Ø Any establishment which has at the end of any financial year, accumulated losses equal to or exceeding its entire net worth and
Ø Any establishment engaged in manufacturing of Jute, Breed, Coir, and Guar Gum
Ø Any establishment seeking tax relief under Income Tax Act, 1961. Though Income Tax Act, 1961 does not specify any rate of contribution. However, the maximum contribution eligible for relief of tax under section 80C of the Act is 20% of salary or Rs. 10,000, whichever is less. The salary for this purpose consist of basic salary and dearness allowance, if the terms of employments so provide. It is also a condition that employer’s contribution should not exceed the employee’s contribution.

INTEREST RATE
The Central Government in consultation with the Central Board of Trustees fixes the rate of interest during the month of March / April every year. The rate of interest so fixed by the Central Government is credited to the members’ account on monthly running balance with effect from the last day of the year. The rate of interest for 1998-99 was notified as 12%, for the year 1999-2000,it was 11%, for the year 2000-2001, it was notified as 10.25%. Employees’ Provident Fund Organization (EPFO), on 15.09.2010, recommended that the interest rate for the year 2010-11 be increased from existing rate of 8.5% to 9%. The labour Ministry approved the proposal of increase in the rate of interest which was stagnant since 2005. Presently, the rate of interest with effect from 1.4.2011 is 9% p.a.

INVESTMENTS
The contributions paid in to the Provident Fund account are to be invested in accordance with the rules framed under the scheme, but subject to the provisions made under Rule 67 of the income tax Rules, 1962. Rule 67 of Income Tax Rules stipulates that subject to certain conditions, the Provident Fund moneys be invested as under:
Ø 25% of the investible amount should be invested in Central Government Securities as defined under section 2 of the Public Debt Act, 1944, created and issued by any State Government and or units of Mutual Funds which have been set up as dedicated funds for investment in Government Securities and which have been approved by Securities Exchange Board of India.
Ø 15% of the investible amount should be invested in any other negotiable securities, the principal whereof and interest whereof is fully and unconditionally guaranteed by the Central Government or any State Government except those covered under (iii) (a) below
Ø (a) 30% of investible amount should be invested in bonds / securities of public financial institution or of public sector bank and / or
Ø (b) 30% of investible amount should be invested in short duration (less than one year), Term Deposit Receipt (TDR) issued by Public Sector Banks.

WITHDRAWALS
Two kinds of withdrawals, viz. refundable and non-refundable withdrawals are permitted. Refundable withdrawals are allowed for meeting out expenditure in respect of sickness, marriage ceremonies, travel out of India and making good the damage caused to property due to natural calamity. Non- Refundable withdrawals are granted for investment purposes, viz. housing and insurance. An employee can withdraw 90% amount of P.F. at credit after attaining the age of 54 years or within one year before actual retirement on superannuation, whichever is later.

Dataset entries
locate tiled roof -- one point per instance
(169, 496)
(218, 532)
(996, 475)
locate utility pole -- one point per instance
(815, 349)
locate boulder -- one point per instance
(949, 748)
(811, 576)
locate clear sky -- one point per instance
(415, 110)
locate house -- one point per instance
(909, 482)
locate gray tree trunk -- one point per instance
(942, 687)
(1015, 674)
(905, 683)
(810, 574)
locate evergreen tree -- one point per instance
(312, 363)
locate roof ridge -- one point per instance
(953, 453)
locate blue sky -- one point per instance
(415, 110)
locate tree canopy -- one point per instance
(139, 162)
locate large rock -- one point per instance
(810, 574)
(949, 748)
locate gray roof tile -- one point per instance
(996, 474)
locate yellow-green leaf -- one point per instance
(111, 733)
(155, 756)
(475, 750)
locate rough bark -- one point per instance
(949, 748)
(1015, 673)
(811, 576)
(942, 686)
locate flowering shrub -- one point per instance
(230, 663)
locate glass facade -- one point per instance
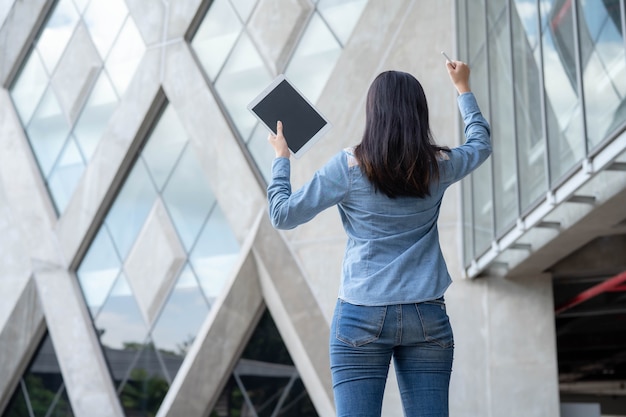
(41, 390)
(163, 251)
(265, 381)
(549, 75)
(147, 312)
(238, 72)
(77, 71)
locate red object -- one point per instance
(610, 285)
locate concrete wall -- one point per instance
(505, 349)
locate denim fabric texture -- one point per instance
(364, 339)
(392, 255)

Your tasks
[1] In the provident fund text, what rate of interest applies with effect from 1.4.2011?
[2] Quote the provident fund text, everything from "Ø Any establishment which" down to "the employee’s contribution.".
[3] Write what comes next in the provident fund text, picking up after its final sentence.

Answers for the exercise
[1] 9% per annum.

[2]
Ø Any establishment which has at the end of any financial year, accumulated losses equal to or exceeding its entire net worth and
Ø Any establishment engaged in manufacturing of Jute, Breed, Coir, and Guar Gum
Ø Any establishment seeking tax relief under Income Tax Act, 1961. Though Income Tax Act, 1961 does not specify any rate of contribution. However, the maximum contribution eligible for relief of tax under section 80C of the Act is 20% of salary or Rs. 10,000, whichever is less. The salary for this purpose consist of basic salary and dearness allowance, if the terms of employments so provide. It is also a condition that employer’s contribution should not exceed the employee’s contribution.

[3]
CONDITIONS FOR FULL PAYMENT
Full payment to the amount standing to the credit of employee is allowed, if he retires from service after attaining the age of 55 years/superannuation, whichever is later. However, Full payment is also allowed in the following circumstances:
Ø When member is terminated before attaining the age of 55 years/superannuation, as the case may be;
Ø When a member is retired on account of permanent or total disablement due to bodily or mental infirmity;
Ø When a member migrates from India for permanent settlement abroad or for taking employment abroad; and when the employer resorts to mass retrenchment.

CONDITION OF COMPLETION OF CONTINUOUS SERVICE OF TWO MONTHS FOR MAKING WITHDRAWAL
Under the following contingencies, a member is allowed to make withdrawals from the Fund, provided he has completed continuous services of two months from the date on which the application for withdrawal is made by the member concerned:
Ø Where the member of a closed establishment is transferred to Provident Fund and Miscellaneous Provision Act, 1952;
Ø Where a member is discharged and is given retrenchment compensation under Industrial Dispute Act, 1949.

NOMINATION
Every member has to give details of himself and details of his family. A member, if , is having a family, can nominate one  or more members of his family, to receive accumulated balance standing to the credit of the member in case of his premature death. If the member is having no family, he can nominate any person of his choice.
Family for the purpose of the Act, means wife/husband, children, whether married or unmarried, including legally adopted children and parents of the member.
A nominee can give a valid discharge and the proceeds received by the nominee are free from all encumbrances and would vest in the nominee after death of the member.
EXEMPTIONS
The Act provides the following exemptions:
Section 17(1) (a) grants exemption to an establishment which has covered its employees in a PF Scheme, which is not less favourable than EPF Scheme, 1952. For Such exempted establishment’s contributions are not less than those specified in Section 6 of the Act.
a.     Section 17 (i) (b) provides exemption to an establishment which gives to its covered employees PF, Pension or Gratuity benefits which on the whole are not less beneficial than those provided by the Act.
b.     Section 17(2) provided exemption to a class of employees under paragraph 27A of the EPF Scheme, 1952 where establishment has provided such class of employees with provident fund, gratuity or old age pension which are either separately or as a whole not less beneficial than those provided under the Act and the Scheme, and
c.      Under paragraph 27 of the Scheme, individual employees are granted exemption, where the employer provided them with PF, gratuity or old age pension which are not less favorable than the benefits provided under the Act and the Scheme.

Source: Student Company Secretary

Thursday 21 June 2012

PENAL PROVISIONS FOR NON COMPLIANCE OF PROVISIONS RELATED TO APPOINTMENT OF COST AUDITOR


PENAL PROVISIONS FOR NON COMPLIANCE OF PROVISIONS RELATED TO APPOINTMENT OF COST AUDITOR
           
The companies are required to comply with:
b. The Companies (Cost Accounting Records) Rules, 2011 dtd 3rd June 2011 (Common)
c. Specific Cost Accounting Record Rules for six industries like power, telecom etc.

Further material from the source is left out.